**Directions:**
Reproduce each of the records below word for word, leaving out the pictures.

**Pointing dataset excerpts:**
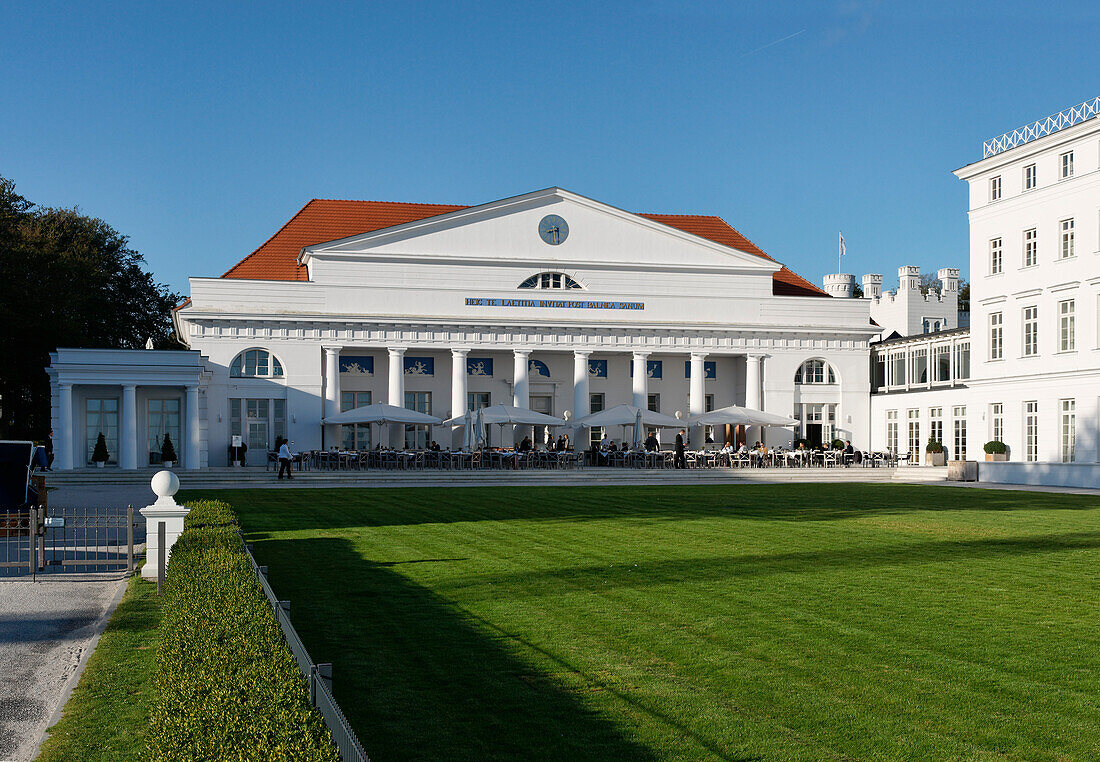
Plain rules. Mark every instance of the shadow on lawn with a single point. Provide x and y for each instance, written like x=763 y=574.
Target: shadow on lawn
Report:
x=419 y=681
x=679 y=571
x=290 y=509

**Solution:**
Plain rules. Mark every instance of the shadow on lawn with a single point. Provide x and y for each instance, written like x=763 y=574.
Target: shadow on lawn
Report:
x=419 y=681
x=679 y=571
x=290 y=509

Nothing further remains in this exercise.